◆ **Task 1**
Transcribe the passage of the article on designing for Android below, from "A designer developing" up to and including "the Android ecosystem.".

◆ **Source text**
A designer developing for Android

We are working with a client who tasked us with helping them create an Android app that replicates a subset of features on their iOS app. It’s an interesting challenge: not every interaction on iOS can directly translate to Android. The client was cognizant of this, and asked for our help making this new app feel like a natural part of the Android ecosystem.

Like most other people who use the web a lot, I’ve interacted with Material Design. As a studious designer, I’ve also made sure to read up on Material Design’s thorough design and development guidelines. However, this was my first time actually making an Android app. It was an exciting prospect and I was eager to dive in!

Following are some learnings that can hopefully help you out if you ever find yourself in a similar position:

Design tools

The client uses a Sketch file as a source of truth for how things should look and operate. This is great! It means that there’s a centralized reference for anything app-related.


Other people have discussed the importance of using Sketch’s Symbols feature to improve your design workflow, so I won’t cover it here.

What I will say is that spending a little upfront time converting your Sketch document to use Symbols is well worth it. It will codify your user interface components, allowing you to more easily discuss and update interface elements. It will also save dramatically on effort when it comes time to start prototyping, which allows you to spend more time on the important part: creating an effective solution to your problem.”

◆ **Task 2**
Restate word for word the records below, from their first line up to and including the line with "x=433, y=82", omitting the pictures.

(Position annotation records)
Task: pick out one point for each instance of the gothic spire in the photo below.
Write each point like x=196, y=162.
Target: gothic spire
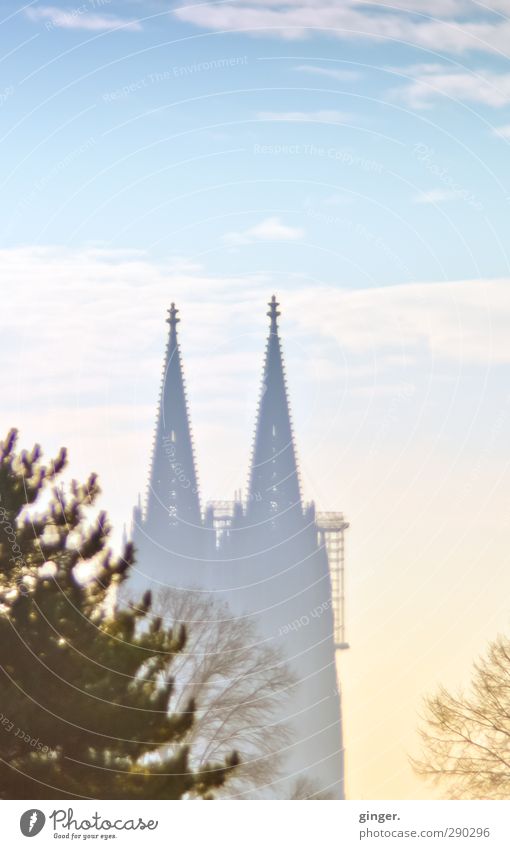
x=173, y=505
x=274, y=492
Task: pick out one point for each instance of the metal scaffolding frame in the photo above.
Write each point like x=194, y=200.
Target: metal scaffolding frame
x=332, y=527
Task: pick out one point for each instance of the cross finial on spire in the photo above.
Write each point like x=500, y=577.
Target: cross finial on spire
x=172, y=317
x=274, y=313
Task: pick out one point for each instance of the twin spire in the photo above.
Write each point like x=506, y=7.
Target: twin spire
x=274, y=490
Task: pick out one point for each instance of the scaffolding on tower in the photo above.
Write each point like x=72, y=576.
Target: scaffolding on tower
x=332, y=527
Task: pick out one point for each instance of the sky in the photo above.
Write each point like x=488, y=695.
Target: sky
x=350, y=157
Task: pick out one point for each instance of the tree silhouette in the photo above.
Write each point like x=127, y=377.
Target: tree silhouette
x=85, y=685
x=466, y=737
x=237, y=684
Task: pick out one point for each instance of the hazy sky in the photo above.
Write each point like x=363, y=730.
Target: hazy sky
x=352, y=158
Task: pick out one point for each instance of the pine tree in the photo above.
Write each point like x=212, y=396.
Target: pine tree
x=85, y=689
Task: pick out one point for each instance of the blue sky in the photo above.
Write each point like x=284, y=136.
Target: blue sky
x=138, y=124
x=352, y=157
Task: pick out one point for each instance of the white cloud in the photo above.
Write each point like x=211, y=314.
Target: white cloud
x=321, y=116
x=434, y=196
x=448, y=26
x=271, y=229
x=83, y=336
x=341, y=74
x=80, y=17
x=433, y=82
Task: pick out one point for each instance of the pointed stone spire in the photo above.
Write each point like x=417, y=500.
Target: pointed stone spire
x=274, y=492
x=173, y=505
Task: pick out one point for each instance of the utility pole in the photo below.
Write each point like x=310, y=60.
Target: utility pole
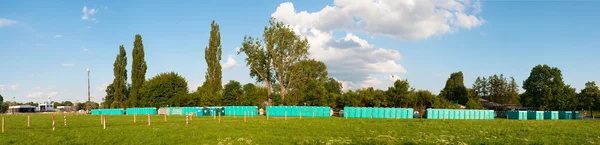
x=88, y=103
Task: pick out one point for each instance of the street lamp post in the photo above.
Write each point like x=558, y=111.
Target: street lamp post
x=88, y=106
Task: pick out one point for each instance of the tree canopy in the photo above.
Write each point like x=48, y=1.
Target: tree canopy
x=138, y=72
x=165, y=89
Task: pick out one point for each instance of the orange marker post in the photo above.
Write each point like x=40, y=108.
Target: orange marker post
x=148, y=119
x=53, y=123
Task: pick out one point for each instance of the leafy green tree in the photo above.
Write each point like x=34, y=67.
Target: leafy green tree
x=309, y=87
x=249, y=97
x=455, y=89
x=334, y=91
x=119, y=83
x=232, y=94
x=138, y=73
x=315, y=94
x=212, y=55
x=259, y=61
x=261, y=96
x=590, y=96
x=472, y=104
x=398, y=94
x=545, y=89
x=165, y=89
x=424, y=99
x=284, y=49
x=109, y=98
x=350, y=98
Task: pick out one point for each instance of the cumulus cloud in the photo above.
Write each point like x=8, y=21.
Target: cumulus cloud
x=230, y=62
x=394, y=78
x=35, y=94
x=403, y=19
x=7, y=22
x=15, y=87
x=87, y=13
x=102, y=87
x=11, y=87
x=352, y=59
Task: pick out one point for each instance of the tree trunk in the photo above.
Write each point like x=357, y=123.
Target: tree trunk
x=282, y=92
x=269, y=100
x=592, y=113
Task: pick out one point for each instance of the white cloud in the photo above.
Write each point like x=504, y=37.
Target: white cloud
x=7, y=22
x=371, y=82
x=352, y=59
x=11, y=87
x=87, y=13
x=230, y=62
x=14, y=87
x=101, y=88
x=394, y=77
x=405, y=20
x=37, y=94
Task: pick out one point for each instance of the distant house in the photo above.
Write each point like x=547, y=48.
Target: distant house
x=45, y=107
x=64, y=108
x=21, y=109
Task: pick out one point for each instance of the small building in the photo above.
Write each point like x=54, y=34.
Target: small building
x=21, y=109
x=64, y=108
x=45, y=107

◆ **Correct response 1**
A designer developing for Android

We are working with a client who tasked us with helping them create an Android app that replicates a subset of features on their iOS app. It’s an interesting challenge: not every interaction on iOS can directly translate to Android. The client was cognizant of this, and asked for our help making this new app feel like a natural part of the Android ecosystem.

◆ **Correct response 2**
Task: pick out one point for each instance of the gothic spire in the photo below.
Write each point like x=196, y=162.
Target: gothic spire
x=173, y=505
x=274, y=492
Task: pick out one point for each instance of the metal scaffolding frame in the photo above.
Write each point like x=194, y=200.
Target: metal scaffolding frame
x=332, y=527
Task: pick out one point for each instance of the cross finial on spire in the photo above.
Write each point like x=500, y=577.
Target: cross finial on spire
x=172, y=317
x=274, y=313
Task: pick out one point for each instance of the twin spire in the photo above.
Write each point like x=506, y=7.
Target: twin spire
x=274, y=490
Task: pick out one point for each instance of the scaffolding on tower in the photo above.
Write each point like x=72, y=576.
Target: scaffolding on tower
x=332, y=527
Task: pick out one point for each instance of the sky in the photo above.
Write each point like x=488, y=695.
Target: sky
x=350, y=157
Task: pick out one point for each instance of the tree silhouette in the photo above.
Write each point like x=127, y=377.
Target: tree silhouette
x=85, y=685
x=466, y=737
x=237, y=684
Task: pick out one point for each instance of the hazy sky in the photo above.
Write each point like x=363, y=730.
Target: hazy sky
x=352, y=158
Task: pick out one point for each instance of the pine tree in the photo above.
Write each point like x=212, y=396.
Target: pine tree
x=85, y=689
Task: pick out one point for each instance of the blue sky in the photo above.
Write each point like x=284, y=136.
Target: blue sky
x=138, y=124
x=352, y=157
Task: pick out one point for each instance of the white cloud in the photo above.
Write each point like x=211, y=314.
Target: white cloud
x=321, y=116
x=434, y=196
x=448, y=26
x=271, y=229
x=83, y=336
x=341, y=74
x=80, y=17
x=433, y=82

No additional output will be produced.